» **WHAT YOU WILL DO**: Rewrite the records below, changing each "Category" to "Class" and leaving every other character as it is.

» **SOURCE DATA**:
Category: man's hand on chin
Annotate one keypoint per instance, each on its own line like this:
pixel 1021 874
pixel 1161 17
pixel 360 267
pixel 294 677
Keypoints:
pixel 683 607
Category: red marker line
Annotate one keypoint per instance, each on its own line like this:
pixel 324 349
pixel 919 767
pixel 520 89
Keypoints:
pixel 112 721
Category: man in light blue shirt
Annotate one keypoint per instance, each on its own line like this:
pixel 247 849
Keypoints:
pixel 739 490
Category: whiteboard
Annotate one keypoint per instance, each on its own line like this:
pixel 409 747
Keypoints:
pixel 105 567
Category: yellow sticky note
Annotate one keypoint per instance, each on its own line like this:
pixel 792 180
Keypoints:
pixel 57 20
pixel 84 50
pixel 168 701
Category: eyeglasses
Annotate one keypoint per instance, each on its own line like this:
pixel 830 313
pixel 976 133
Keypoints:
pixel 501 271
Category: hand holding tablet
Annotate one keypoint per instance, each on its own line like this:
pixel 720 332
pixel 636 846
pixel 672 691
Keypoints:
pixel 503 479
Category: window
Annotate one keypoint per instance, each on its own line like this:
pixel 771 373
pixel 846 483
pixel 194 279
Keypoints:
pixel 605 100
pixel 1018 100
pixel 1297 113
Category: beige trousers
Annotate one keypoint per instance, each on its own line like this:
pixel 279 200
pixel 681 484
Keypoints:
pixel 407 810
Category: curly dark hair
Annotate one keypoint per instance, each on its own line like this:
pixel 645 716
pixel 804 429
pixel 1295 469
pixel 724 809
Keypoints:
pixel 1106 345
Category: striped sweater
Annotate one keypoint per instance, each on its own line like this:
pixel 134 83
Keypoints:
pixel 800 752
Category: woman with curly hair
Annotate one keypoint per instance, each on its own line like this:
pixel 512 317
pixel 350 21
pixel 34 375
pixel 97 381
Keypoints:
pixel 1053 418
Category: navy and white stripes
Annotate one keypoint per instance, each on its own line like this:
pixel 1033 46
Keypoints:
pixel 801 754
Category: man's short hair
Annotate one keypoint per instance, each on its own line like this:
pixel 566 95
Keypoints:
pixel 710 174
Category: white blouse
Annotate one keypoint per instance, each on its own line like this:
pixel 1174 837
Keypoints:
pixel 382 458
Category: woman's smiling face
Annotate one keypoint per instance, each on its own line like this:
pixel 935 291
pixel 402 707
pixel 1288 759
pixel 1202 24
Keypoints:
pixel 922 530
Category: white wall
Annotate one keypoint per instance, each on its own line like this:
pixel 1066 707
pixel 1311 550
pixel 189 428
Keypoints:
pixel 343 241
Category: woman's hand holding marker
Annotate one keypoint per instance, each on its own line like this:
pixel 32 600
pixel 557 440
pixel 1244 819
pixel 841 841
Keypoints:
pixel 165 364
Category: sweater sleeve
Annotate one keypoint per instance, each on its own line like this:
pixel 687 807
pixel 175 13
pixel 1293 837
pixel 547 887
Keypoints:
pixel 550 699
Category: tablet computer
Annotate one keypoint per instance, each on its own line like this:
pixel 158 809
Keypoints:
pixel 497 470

» **EXERCISE RESULT**:
Class: man's hand on chin
Annotate one keypoint per instance, each on its own line like this:
pixel 1021 874
pixel 1161 17
pixel 360 267
pixel 294 677
Keypoints:
pixel 683 607
Class: red marker line
Annotate one keypoint per instance, each on its own line like this:
pixel 324 349
pixel 919 767
pixel 520 89
Keypoints:
pixel 112 721
Class: man in light blue shirt
Annotate one keypoint per instance, each on its own line like this:
pixel 247 849
Keypoints:
pixel 739 490
Class: whiteboard
Annotate one keypoint per instance, each on its own line like this:
pixel 409 747
Keypoints:
pixel 105 567
Class: yellow sticky note
Annotate one keypoint per instance, each on its own line like this:
pixel 792 180
Keypoints:
pixel 57 20
pixel 84 50
pixel 168 701
Class: eyeglasses
Annotate one keypoint per instance, each on its own line like this:
pixel 830 313
pixel 976 133
Keypoints:
pixel 501 271
Class: hand holding tablet
Annotate one keypoint per instance, each on its own line like this:
pixel 720 332
pixel 636 846
pixel 672 691
Keypoints:
pixel 503 479
Class: window
Annotate one keypoint per instance, each on its own line like this:
pixel 771 373
pixel 846 483
pixel 194 279
Keypoints:
pixel 605 100
pixel 1018 100
pixel 1297 113
Class: beige trousers
Annotate one keypoint per instance, each on its own line like this:
pixel 279 200
pixel 681 484
Keypoints:
pixel 407 810
Class: curly dark hair
Annotate one keypoint per instance, each on its own line like this:
pixel 645 716
pixel 804 429
pixel 1295 469
pixel 724 809
Keypoints:
pixel 1106 345
Class: striped sweater
Annotate one keypoint per instance, each on its own line like this:
pixel 134 83
Keypoints:
pixel 800 752
Class: woman with curly hair
Annotate one keypoint per instance, each on its own line like this:
pixel 512 317
pixel 350 21
pixel 34 375
pixel 97 381
Keypoints:
pixel 1053 418
Class: navy and white stripes
Annotate one keypoint per instance, each on its own line like this:
pixel 1033 46
Keypoints:
pixel 801 754
Class: man's short hair
Annotate one keypoint per instance, each on its own line like this:
pixel 566 95
Keypoints:
pixel 710 174
Class: white blouse
Annotate one keypoint per instance, each on its own line like this:
pixel 1174 837
Keypoints:
pixel 382 458
Class: woman's smiling face
Annotate one keypoint per instance, each on its own line like this:
pixel 935 291
pixel 402 707
pixel 1288 759
pixel 1202 24
Keypoints:
pixel 922 530
Class: white wall
Annotate one keypoint per instance, each on its own line like this:
pixel 1066 707
pixel 1311 550
pixel 189 428
Keypoints:
pixel 343 241
Class: woman's hand holding marker
Annotate one keypoint per instance, each on its own line like this:
pixel 32 600
pixel 557 440
pixel 1244 819
pixel 841 841
Keypoints:
pixel 165 364
Class: sweater sleeve
Annotate one keypoint per instance, each on its own line like this:
pixel 687 807
pixel 175 13
pixel 1293 837
pixel 547 887
Keypoints:
pixel 550 699
Class: tablet computer
Annotate one keypoint per instance, each on its own line like this:
pixel 158 809
Keypoints:
pixel 497 470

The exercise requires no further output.